Die Konferenz ermöglichte die Weiterentwicklung der Überlegungen zu den Finanzbeziehungen in föderalen, quasi-föderalen und stark regionalisierten europäischen Staaten - dies in Fortführung der KGRE-Arbeiten, die 1999 mit Monitoring-Besuchen in der Russischen Föderation begannen und sich fortsetzten mit der Konferenz von Ancona (Italien) über die Kompetenzen und Finanzen von Gemeinden und Regionen, mit der Annahme des Berichts und der Empfehlung 64 (1999) des KGRE über die kommunalen Finanzen in Deutschland sowie mit Bericht und Empfehlung 79 (2000) über "Die Finanzmittel der Gemeinden im Verhältnis zu ihren Kompetenzen: ein konkreter Subsidiaritätstest".
Nach Anhörung der Berichte über die Finanzbeziehungen zwischen den Behörden der verschiedenen Ebenen föderaler Staaten (Deutschland, Österreich, Belgien, Russische Föderation, Schweiz) und stark regionalisierten Ländern (Spanien, Italien) sowie einigen Regionen in diesen Ländern stellten die Teilnehmer zwar einige Fortschritte fest, verwiesen aber daneben auf grosse Schwierigkeiten hinsichtlich der Transparenz und Ausgewogenheit der Finanzbeziehungen zwischen den drei Regierungsebenen, vor allem aber, wenn auch nicht ausschliesslich, zwischen Regionen und Gemeinden.
******************************
Zu erledigen »
1: Nenne alle Staaten, die der Seitentext als föderale Staaten aufführt.
2: Fasse den Seitentext in zwei Sätzen zusammen.
3: Schreibe aus dem Seitentext die Passage ab, die mit „Nach Anhörung der“ beginnt und mit „Regionen und Gemeinden.“ endet.

Bereitgestelltes Material »
******************************
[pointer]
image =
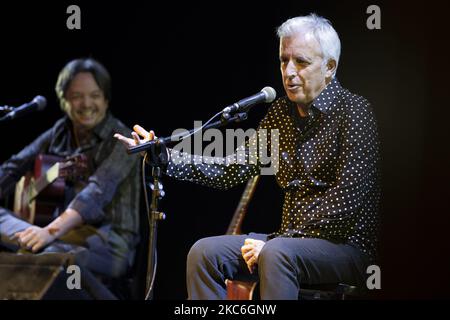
******************************
Antworten »
1: Deutschland, Österreich, Belgien, Russische Föderation, Schweiz

2: Die Konferenz führte die 1999 begonnenen Arbeiten des KGRE zu den Finanzbeziehungen in föderalen, quasi-föderalen und stark regionalisierten europäischen Staaten fort. Nach Berichten über mehrere dieser Staaten stellten die Teilnehmer einige Fortschritte fest, verwiesen aber auf grosse Schwierigkeiten bei der Transparenz und Ausgewogenheit der Finanzbeziehungen zwischen den drei Regierungsebenen, vor allem zwischen Regionen und Gemeinden.

3:
Nach Anhörung der Berichte über die Finanzbeziehungen zwischen den Behörden der verschiedenen Ebenen föderaler Staaten (Deutschland, Österreich, Belgien, Russische Föderation, Schweiz) und stark regionalisierten Ländern (Spanien, Italien) sowie einigen Regionen in diesen Ländern stellten die Teilnehmer zwar einige Fortschritte fest, verwiesen aber daneben auf grosse Schwierigkeiten hinsichtlich der Transparenz und Ausgewogenheit der Finanzbeziehungen zwischen den drei Regierungsebenen, vor allem aber, wenn auch nicht ausschliesslich, zwischen Regionen und Gemeinden.